§ **Data provided**:
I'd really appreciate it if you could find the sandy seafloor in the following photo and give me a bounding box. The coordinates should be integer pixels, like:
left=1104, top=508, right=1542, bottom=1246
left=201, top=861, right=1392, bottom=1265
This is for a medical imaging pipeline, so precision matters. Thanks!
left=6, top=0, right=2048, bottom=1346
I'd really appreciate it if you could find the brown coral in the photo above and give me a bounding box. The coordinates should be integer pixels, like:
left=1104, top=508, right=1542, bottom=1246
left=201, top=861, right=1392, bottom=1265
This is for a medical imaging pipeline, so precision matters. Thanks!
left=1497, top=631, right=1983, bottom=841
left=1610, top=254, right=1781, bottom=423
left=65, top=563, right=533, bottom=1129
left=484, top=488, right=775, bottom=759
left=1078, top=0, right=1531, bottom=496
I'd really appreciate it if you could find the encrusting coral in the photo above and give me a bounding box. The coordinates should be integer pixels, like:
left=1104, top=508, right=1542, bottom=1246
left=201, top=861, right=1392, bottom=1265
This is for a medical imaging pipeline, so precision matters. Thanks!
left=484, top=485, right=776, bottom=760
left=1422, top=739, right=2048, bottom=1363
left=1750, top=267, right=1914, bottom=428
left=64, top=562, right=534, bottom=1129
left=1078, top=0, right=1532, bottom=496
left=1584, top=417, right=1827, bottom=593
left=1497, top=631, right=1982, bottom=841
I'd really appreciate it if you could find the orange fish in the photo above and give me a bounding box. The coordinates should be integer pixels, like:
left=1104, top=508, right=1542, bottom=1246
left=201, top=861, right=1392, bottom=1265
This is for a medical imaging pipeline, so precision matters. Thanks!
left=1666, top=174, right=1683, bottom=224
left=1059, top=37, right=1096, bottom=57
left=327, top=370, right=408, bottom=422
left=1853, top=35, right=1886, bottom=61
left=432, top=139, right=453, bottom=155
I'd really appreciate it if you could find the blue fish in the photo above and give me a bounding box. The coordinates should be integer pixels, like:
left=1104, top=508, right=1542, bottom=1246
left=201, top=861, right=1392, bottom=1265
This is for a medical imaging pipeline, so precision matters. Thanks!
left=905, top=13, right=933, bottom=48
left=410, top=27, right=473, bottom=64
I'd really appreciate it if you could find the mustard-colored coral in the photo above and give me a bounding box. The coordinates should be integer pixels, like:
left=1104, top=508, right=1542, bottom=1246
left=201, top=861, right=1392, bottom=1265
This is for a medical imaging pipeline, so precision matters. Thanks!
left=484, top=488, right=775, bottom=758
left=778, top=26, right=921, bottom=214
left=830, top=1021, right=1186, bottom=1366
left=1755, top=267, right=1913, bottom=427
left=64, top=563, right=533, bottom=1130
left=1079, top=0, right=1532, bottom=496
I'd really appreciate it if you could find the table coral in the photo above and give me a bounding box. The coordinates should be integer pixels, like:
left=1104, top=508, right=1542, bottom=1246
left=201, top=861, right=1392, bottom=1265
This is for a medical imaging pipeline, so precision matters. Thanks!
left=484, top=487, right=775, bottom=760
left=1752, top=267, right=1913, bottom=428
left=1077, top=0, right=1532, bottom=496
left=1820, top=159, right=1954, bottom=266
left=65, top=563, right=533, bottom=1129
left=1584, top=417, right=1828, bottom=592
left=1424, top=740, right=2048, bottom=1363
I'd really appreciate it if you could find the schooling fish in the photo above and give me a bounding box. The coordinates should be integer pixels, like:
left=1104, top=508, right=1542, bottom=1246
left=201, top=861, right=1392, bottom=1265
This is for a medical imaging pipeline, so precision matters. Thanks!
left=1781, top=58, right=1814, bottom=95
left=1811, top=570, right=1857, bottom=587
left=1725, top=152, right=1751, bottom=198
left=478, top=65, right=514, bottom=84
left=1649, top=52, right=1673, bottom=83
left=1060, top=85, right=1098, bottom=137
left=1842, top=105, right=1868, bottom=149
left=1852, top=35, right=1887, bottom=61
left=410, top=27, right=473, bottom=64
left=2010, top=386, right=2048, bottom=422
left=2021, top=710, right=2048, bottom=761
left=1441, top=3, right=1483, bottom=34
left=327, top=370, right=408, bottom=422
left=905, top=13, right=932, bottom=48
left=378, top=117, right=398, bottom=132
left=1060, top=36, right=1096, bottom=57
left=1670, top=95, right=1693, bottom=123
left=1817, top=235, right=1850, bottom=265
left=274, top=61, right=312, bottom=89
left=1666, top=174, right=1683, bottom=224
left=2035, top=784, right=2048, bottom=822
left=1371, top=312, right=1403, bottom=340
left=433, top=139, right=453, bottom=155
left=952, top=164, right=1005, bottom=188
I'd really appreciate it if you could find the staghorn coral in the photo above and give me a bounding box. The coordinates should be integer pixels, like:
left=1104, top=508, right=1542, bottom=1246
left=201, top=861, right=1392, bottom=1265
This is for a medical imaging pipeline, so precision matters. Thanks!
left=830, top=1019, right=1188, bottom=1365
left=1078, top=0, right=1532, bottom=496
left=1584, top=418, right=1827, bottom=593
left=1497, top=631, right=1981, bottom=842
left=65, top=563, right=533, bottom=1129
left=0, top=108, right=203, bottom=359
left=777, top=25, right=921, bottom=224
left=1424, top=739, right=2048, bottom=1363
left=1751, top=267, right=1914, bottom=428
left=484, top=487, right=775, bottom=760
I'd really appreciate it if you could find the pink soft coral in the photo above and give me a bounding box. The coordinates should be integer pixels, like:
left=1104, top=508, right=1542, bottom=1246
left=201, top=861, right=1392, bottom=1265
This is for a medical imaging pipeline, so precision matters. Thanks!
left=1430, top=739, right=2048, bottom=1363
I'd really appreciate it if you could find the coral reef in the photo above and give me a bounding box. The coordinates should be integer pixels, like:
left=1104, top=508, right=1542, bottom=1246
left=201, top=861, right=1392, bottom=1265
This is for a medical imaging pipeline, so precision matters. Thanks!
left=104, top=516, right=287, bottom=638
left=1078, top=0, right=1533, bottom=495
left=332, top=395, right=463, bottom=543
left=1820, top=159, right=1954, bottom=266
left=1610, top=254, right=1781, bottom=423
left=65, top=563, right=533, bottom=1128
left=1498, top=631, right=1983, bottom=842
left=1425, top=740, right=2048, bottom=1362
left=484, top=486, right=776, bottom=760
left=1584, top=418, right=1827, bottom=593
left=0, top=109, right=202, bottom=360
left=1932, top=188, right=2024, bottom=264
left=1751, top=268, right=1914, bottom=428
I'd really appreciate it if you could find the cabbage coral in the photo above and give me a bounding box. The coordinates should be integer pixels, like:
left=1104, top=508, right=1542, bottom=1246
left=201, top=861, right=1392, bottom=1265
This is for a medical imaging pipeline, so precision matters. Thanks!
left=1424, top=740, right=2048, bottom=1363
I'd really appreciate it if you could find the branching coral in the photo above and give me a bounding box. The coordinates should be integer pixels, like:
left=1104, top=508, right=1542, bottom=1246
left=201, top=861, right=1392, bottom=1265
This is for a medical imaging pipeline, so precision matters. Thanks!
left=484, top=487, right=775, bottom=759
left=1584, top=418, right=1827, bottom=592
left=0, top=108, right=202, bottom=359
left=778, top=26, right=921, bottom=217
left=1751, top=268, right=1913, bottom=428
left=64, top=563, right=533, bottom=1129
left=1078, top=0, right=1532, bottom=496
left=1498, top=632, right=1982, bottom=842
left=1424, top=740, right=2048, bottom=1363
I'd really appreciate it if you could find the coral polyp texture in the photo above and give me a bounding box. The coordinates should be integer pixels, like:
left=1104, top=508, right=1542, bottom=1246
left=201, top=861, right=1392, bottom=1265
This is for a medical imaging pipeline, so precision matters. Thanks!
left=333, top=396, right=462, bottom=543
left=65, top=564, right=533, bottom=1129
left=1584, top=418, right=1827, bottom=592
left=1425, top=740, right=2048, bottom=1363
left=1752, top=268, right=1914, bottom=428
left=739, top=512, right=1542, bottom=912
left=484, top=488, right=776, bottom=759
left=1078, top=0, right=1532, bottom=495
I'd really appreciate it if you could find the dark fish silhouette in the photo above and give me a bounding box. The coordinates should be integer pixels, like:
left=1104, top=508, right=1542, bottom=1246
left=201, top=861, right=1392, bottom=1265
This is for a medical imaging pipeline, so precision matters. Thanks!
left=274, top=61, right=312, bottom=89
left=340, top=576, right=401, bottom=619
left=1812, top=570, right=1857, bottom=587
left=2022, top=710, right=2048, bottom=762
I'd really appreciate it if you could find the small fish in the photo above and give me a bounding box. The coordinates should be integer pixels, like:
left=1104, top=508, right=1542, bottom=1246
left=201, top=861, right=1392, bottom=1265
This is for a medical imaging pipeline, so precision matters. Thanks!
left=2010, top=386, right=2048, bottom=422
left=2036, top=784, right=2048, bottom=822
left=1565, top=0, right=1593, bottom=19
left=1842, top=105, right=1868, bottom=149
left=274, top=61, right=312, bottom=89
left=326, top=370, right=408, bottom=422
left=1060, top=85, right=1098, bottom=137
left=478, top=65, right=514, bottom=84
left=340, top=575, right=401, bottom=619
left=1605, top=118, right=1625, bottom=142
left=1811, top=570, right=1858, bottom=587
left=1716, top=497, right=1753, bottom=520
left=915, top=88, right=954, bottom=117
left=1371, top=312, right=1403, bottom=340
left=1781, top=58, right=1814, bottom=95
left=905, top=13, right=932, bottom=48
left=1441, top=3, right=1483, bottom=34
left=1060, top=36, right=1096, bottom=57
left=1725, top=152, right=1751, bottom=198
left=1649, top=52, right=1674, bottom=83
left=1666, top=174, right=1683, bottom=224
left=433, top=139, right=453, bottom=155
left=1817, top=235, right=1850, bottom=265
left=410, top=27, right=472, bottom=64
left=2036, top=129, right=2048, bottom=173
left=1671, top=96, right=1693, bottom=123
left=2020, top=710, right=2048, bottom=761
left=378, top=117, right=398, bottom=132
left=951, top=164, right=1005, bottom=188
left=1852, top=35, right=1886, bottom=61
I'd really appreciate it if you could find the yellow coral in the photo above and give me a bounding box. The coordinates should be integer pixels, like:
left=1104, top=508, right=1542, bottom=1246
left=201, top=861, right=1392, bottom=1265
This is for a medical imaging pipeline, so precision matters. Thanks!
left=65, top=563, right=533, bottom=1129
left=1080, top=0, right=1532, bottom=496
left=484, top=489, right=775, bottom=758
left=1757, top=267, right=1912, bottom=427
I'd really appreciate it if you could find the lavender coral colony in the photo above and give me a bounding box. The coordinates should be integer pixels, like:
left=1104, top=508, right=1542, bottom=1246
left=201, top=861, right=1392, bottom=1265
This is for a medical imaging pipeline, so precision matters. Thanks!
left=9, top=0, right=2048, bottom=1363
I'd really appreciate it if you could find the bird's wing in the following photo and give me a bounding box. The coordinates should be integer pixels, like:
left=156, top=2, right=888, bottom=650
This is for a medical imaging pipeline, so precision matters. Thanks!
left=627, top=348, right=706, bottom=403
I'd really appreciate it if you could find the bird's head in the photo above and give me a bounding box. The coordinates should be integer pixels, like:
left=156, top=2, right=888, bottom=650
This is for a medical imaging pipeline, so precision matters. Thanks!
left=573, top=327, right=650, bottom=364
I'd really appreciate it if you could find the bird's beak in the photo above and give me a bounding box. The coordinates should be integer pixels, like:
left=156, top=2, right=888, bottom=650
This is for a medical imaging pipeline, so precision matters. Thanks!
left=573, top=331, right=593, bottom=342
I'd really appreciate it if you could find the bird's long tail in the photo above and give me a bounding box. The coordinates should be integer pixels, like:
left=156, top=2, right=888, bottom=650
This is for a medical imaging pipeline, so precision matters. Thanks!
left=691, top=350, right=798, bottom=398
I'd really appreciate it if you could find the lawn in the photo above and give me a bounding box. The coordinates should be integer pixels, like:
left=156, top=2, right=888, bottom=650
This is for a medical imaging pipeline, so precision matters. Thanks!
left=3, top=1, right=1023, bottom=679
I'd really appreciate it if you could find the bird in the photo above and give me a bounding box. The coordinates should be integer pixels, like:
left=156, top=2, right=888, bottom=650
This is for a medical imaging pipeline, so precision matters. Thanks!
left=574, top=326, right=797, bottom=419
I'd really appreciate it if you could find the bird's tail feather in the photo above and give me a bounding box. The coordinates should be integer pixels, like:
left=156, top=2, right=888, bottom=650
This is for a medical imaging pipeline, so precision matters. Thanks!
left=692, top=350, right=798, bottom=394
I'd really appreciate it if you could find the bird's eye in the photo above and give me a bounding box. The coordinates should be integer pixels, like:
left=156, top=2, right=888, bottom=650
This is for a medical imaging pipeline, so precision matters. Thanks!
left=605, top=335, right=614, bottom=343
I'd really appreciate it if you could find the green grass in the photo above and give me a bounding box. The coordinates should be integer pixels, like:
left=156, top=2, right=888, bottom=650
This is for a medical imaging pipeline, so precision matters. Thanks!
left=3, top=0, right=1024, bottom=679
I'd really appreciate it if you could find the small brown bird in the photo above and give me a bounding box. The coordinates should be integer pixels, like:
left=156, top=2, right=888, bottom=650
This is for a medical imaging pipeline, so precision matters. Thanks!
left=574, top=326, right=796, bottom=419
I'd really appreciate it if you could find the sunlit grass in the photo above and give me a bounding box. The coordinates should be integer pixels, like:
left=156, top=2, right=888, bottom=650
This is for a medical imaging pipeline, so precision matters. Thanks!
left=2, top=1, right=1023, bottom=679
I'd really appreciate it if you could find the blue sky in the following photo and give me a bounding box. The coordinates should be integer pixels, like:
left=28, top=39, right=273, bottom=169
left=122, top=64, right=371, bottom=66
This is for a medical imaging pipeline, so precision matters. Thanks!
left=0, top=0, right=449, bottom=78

§ **To do**: Line by line, check the data above for the word "blue" and state how many lines contain it. Give only the number.

§ **Your response**: 2